▶ [PROBLEM DESCRIPTION]
Check every line below for the word "white" and show those that hold it.

- - - - -

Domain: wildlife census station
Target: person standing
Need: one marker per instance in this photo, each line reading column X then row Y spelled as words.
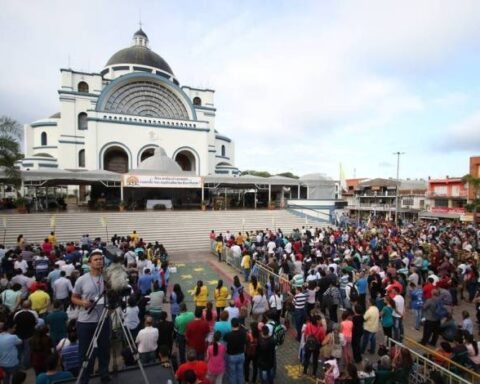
column 235, row 342
column 40, row 300
column 299, row 304
column 176, row 298
column 370, row 327
column 62, row 288
column 431, row 328
column 216, row 360
column 200, row 296
column 8, row 350
column 387, row 316
column 416, row 294
column 266, row 356
column 88, row 289
column 196, row 333
column 181, row 322
column 147, row 340
column 246, row 265
column 57, row 322
column 361, row 285
column 398, row 313
column 357, row 332
column 221, row 296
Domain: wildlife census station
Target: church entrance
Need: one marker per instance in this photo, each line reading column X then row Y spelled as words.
column 115, row 159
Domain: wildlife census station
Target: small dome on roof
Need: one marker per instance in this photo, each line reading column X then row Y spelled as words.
column 139, row 53
column 160, row 163
column 141, row 33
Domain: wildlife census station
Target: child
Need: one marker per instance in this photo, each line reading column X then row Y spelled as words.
column 467, row 323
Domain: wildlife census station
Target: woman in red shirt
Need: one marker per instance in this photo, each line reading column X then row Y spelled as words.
column 313, row 335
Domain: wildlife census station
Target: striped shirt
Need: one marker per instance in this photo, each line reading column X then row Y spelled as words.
column 70, row 356
column 299, row 300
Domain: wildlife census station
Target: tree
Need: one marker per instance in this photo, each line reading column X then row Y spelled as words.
column 10, row 136
column 474, row 183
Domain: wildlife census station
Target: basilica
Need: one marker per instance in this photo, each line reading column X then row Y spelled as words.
column 133, row 109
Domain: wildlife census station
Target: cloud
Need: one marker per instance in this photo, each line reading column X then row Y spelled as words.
column 463, row 136
column 299, row 87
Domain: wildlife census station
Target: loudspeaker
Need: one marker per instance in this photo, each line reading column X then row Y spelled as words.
column 156, row 375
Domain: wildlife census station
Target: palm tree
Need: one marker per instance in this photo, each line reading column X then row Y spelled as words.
column 10, row 136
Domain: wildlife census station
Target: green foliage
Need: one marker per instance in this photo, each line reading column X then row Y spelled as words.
column 10, row 136
column 473, row 182
column 267, row 174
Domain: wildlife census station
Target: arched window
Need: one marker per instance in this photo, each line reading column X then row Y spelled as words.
column 82, row 121
column 83, row 87
column 43, row 138
column 81, row 158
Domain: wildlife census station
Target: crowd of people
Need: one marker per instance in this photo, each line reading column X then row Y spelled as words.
column 338, row 289
column 364, row 281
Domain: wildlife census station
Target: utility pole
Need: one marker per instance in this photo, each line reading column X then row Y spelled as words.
column 397, row 200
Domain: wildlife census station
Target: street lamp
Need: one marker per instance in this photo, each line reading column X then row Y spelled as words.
column 397, row 201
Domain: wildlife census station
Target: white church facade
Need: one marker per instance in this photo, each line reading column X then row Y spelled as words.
column 115, row 119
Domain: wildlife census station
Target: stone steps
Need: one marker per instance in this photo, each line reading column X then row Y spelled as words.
column 170, row 228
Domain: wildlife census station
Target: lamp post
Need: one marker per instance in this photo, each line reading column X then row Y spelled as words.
column 397, row 201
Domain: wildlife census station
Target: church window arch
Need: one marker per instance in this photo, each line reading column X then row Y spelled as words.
column 82, row 87
column 82, row 121
column 43, row 138
column 81, row 158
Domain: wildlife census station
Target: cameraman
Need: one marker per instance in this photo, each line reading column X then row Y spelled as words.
column 88, row 288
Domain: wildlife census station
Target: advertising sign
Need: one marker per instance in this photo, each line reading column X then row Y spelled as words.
column 157, row 181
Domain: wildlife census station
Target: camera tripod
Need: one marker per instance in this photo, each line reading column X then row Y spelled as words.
column 98, row 330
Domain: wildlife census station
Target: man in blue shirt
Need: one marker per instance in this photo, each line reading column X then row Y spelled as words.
column 8, row 350
column 145, row 282
column 362, row 284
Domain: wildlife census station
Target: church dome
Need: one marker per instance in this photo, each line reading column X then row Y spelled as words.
column 140, row 54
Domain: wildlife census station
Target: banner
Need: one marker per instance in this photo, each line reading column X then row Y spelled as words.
column 153, row 181
column 447, row 210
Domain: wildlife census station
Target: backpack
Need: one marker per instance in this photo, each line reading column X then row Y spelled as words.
column 440, row 310
column 279, row 332
column 252, row 344
column 337, row 351
column 311, row 342
column 353, row 293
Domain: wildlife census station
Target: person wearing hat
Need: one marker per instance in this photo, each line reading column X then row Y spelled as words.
column 87, row 292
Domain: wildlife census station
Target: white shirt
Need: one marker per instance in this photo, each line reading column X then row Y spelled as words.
column 68, row 268
column 23, row 265
column 62, row 288
column 233, row 312
column 271, row 247
column 399, row 306
column 147, row 339
column 276, row 302
column 236, row 250
column 131, row 317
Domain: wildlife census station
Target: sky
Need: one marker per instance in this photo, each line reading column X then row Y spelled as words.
column 300, row 86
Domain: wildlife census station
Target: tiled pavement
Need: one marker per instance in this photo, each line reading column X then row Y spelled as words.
column 204, row 266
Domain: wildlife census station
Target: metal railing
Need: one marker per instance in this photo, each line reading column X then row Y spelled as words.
column 260, row 270
column 309, row 213
column 470, row 375
column 424, row 368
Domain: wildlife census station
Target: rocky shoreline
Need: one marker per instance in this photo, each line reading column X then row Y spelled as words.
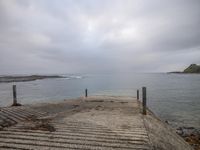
column 190, row 135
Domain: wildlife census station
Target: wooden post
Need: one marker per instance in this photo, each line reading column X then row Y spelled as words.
column 14, row 95
column 144, row 98
column 86, row 93
column 137, row 94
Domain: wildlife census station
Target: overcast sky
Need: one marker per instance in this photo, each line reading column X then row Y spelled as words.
column 98, row 36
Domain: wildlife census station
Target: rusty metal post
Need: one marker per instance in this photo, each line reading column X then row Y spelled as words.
column 144, row 98
column 14, row 95
column 138, row 95
column 86, row 92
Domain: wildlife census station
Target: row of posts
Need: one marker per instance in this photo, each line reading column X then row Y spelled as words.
column 144, row 97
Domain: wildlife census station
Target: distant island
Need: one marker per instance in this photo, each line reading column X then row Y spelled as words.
column 26, row 78
column 193, row 68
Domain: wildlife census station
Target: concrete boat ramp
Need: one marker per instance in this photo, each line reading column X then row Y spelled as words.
column 92, row 123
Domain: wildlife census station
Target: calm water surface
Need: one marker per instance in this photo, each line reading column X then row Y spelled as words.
column 173, row 97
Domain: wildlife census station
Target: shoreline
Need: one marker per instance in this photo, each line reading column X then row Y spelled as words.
column 109, row 115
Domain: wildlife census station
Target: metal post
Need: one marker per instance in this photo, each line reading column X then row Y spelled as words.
column 86, row 93
column 144, row 98
column 14, row 95
column 137, row 94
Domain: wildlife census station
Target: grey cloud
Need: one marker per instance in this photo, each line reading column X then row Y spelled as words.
column 98, row 36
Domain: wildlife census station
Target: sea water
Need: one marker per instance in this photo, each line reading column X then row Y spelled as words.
column 172, row 97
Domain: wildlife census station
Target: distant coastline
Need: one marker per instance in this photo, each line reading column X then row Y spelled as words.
column 27, row 78
column 192, row 69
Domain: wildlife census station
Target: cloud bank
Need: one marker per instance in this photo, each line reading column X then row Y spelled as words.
column 98, row 36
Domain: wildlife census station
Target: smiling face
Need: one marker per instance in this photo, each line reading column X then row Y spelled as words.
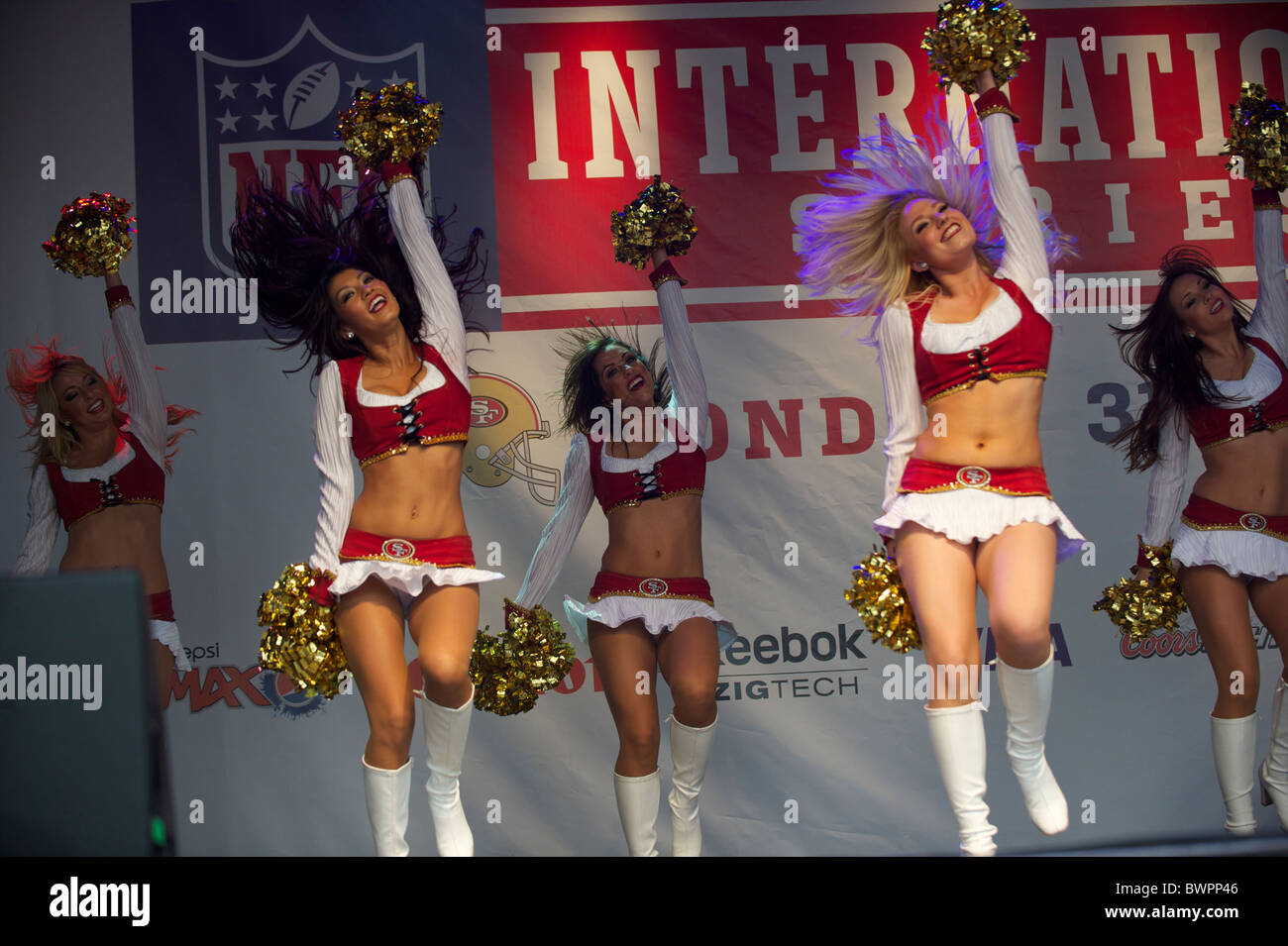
column 936, row 235
column 364, row 302
column 82, row 398
column 623, row 376
column 1202, row 306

- - - - -

▶ [WRITTEN RESPONSE]
Target: white church facade
Target: white shirt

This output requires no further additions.